[Opening RECORDS FOR THE TASK section]
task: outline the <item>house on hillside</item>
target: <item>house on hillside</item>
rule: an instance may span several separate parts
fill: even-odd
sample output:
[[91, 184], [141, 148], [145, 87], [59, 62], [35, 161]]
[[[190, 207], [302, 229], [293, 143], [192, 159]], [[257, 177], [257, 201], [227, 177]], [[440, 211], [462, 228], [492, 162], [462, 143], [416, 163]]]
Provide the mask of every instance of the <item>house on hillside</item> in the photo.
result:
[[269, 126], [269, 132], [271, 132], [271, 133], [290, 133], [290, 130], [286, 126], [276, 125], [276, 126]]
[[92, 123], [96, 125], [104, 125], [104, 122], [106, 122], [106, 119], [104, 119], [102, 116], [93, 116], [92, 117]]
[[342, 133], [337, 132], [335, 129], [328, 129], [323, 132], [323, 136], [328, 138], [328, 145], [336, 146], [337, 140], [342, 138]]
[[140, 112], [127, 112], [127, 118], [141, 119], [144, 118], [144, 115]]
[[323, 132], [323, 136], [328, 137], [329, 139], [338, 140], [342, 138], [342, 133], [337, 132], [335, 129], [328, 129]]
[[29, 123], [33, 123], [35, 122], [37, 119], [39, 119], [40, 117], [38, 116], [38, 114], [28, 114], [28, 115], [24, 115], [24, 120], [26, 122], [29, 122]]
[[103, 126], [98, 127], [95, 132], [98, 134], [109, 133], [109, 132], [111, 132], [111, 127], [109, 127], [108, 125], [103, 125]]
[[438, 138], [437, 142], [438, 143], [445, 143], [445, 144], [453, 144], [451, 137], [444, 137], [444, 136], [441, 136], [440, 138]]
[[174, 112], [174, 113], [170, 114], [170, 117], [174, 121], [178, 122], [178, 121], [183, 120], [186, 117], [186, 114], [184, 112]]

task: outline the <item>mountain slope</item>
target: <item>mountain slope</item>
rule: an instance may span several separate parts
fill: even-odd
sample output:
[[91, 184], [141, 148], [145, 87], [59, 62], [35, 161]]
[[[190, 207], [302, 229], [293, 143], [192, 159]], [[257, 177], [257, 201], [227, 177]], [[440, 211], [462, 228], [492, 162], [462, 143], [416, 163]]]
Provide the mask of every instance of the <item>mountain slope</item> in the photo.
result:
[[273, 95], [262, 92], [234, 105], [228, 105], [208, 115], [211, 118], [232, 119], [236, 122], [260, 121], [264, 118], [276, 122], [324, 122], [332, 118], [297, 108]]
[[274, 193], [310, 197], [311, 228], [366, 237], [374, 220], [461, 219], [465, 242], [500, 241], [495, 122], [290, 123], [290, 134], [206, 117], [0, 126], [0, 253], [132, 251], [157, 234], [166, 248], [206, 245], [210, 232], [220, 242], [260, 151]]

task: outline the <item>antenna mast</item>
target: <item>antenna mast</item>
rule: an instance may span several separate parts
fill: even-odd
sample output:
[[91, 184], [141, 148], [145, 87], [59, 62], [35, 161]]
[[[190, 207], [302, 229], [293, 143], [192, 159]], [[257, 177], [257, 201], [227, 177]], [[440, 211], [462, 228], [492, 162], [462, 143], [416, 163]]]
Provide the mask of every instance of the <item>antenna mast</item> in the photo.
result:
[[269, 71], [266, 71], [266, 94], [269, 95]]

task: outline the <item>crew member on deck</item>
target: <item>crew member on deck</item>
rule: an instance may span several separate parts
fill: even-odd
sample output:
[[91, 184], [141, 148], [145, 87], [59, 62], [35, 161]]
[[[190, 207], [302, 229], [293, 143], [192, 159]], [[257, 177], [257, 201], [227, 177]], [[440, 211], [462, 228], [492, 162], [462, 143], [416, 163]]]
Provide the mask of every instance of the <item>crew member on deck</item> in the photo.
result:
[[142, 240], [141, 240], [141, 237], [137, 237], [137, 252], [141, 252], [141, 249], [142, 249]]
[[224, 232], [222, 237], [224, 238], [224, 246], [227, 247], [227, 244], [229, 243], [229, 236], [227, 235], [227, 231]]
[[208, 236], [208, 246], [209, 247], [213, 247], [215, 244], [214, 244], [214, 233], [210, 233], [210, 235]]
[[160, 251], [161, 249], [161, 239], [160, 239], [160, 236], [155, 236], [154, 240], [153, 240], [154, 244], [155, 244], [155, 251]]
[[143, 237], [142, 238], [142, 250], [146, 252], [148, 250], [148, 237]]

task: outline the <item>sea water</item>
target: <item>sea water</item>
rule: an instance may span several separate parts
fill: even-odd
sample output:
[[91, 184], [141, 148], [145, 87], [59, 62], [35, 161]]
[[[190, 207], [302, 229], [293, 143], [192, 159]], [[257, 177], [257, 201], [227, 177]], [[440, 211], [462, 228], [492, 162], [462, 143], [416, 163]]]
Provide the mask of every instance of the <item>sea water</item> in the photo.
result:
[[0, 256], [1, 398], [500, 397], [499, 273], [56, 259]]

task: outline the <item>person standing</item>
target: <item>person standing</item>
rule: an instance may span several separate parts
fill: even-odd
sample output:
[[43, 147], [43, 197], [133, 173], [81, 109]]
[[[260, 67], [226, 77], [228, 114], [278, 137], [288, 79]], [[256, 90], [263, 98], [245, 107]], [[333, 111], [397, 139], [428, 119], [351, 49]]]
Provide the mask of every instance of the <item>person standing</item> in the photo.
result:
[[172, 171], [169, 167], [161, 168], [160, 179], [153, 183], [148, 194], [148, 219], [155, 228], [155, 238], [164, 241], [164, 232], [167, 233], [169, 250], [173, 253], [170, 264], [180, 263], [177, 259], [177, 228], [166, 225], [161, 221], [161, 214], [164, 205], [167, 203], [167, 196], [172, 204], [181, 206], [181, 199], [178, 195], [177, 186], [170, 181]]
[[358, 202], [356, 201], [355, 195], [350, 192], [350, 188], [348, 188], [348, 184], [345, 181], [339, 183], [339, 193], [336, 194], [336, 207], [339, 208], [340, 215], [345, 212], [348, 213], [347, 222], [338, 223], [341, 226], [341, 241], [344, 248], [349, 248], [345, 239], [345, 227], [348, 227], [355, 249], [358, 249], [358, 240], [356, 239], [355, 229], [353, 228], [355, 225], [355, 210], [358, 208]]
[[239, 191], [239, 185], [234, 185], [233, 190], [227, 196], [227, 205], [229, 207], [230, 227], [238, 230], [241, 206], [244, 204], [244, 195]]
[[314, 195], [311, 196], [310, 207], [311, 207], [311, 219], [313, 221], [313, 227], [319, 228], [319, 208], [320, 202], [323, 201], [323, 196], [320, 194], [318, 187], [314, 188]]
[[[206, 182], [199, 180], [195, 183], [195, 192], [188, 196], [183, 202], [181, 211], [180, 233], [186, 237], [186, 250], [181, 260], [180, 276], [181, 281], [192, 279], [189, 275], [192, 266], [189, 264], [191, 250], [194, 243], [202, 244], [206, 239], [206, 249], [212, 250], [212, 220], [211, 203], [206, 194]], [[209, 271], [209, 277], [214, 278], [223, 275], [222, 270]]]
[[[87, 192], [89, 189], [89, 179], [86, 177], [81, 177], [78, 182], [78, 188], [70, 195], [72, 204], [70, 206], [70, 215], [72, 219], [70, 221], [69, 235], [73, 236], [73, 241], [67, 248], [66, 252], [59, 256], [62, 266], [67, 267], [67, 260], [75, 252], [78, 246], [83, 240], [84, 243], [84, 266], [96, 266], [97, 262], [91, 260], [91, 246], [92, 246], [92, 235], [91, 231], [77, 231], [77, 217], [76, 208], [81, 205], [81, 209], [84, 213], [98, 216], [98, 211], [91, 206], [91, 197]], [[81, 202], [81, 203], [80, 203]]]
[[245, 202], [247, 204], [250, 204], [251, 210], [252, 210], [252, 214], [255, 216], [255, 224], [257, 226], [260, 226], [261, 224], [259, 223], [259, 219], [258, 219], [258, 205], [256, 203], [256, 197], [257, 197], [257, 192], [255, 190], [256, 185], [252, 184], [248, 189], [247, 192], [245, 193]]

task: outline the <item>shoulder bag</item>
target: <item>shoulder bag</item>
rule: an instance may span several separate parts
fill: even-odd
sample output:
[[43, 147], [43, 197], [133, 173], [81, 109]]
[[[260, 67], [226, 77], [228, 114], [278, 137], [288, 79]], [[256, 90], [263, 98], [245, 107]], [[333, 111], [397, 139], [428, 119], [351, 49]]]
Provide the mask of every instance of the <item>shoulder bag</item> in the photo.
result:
[Closing RECORDS FOR THE TASK section]
[TASK STATEMENT]: Where a line of the records contains the word "crew", copy that line.

[EXERCISE SOLUTION]:
task: outline the <item>crew member on deck</item>
target: <item>crew member on deck</item>
Provide the mask of every instance of the <item>crew member on deck</item> in the photo.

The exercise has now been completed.